#### Extract provided
-- BEGIN --
In addition to graphs, key figures for the current analysis population are also displayed. Kaplan-Meier can also be used to create bivariate analysis of survival rates, where differences between groups of the population are examined. This is done through the use of a “by-option” where separate curves can be displayed for each group in the same graph.

Kaplan-Meier is a non-parametric analysis form for simple survival analysis, but can also be used as a tool to set up more advanced analyses, such as multivariate Cox analysis: By studying Kaplan-Meier curves, one can compare survival rates for the different groups of individuals grouped through explanatory variables and see if there are significant differences in survival rates between, for example, women and men. If the curves do not overlap, this is a sign that the current explanatory variable is good to use as an explanatory variable for a multivariate analysis.

How to prepare data for survival analysis

Survival analyses require the following:

  • A defined measurement period
  • A clear definition of the event for which the probability will be estimated
  • A prepared dataset that must contain the following variables:
    – Time
    – Event

The “time” variable must contain a measure of the time that has passed from a given start time to the specific event occurring. You can freely choose the measurement unit, e.g., days, weeks, months, or years. The only requirement is that “time” must be a numerical variable.

The “event” variable must also be numerical and contain the value 1 for individuals where the event has actually occurred during the given measurement period. For individuals where the event may not have occurred during this period, the value is set to 0. The latter is called “censored” cases. These are individuals where it is not possible to know if the event has occurred, either because it may have occurred after the measurement period was finished, or because they have disappeared from the population during the measurement period. It is not necessary to specify the value 0; there may often be cases where “event” has the value 1 for all units (individuals).
-- END --
#### Given data
-- BEGIN --
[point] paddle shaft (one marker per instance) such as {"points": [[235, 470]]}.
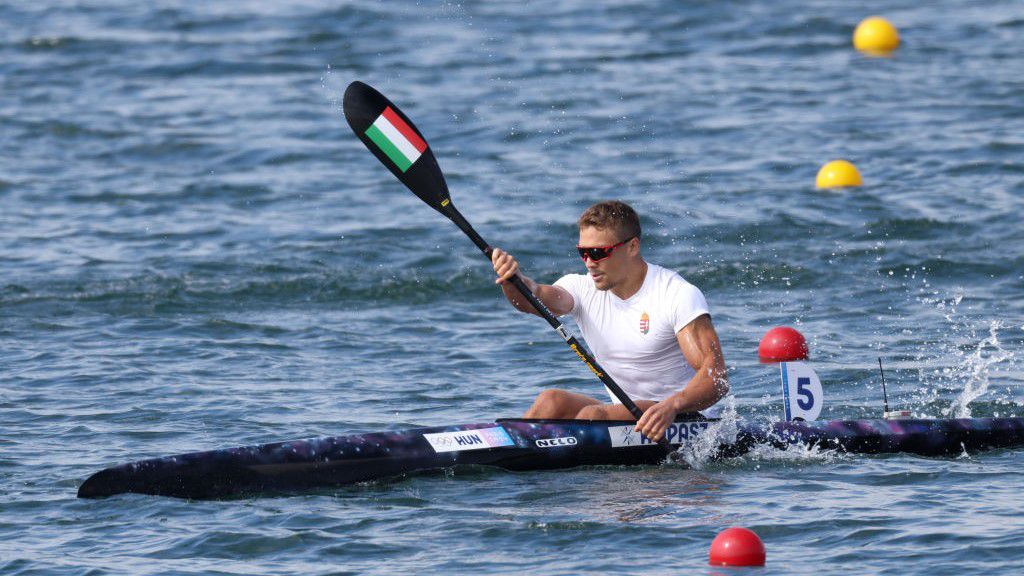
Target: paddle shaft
-- END --
#### Problem statement
Retype the Kaplan-Meier text above word for word, beginning at the words "In addition to" and stopping after "the same graph.".

#### Written answer
In addition to graphs, key figures for the current analysis population are also displayed. Kaplan-Meier can also be used to create bivariate analysis of survival rates, where differences between groups of the population are examined. This is done through the use of a “by-option” where separate curves can be displayed for each group in the same graph.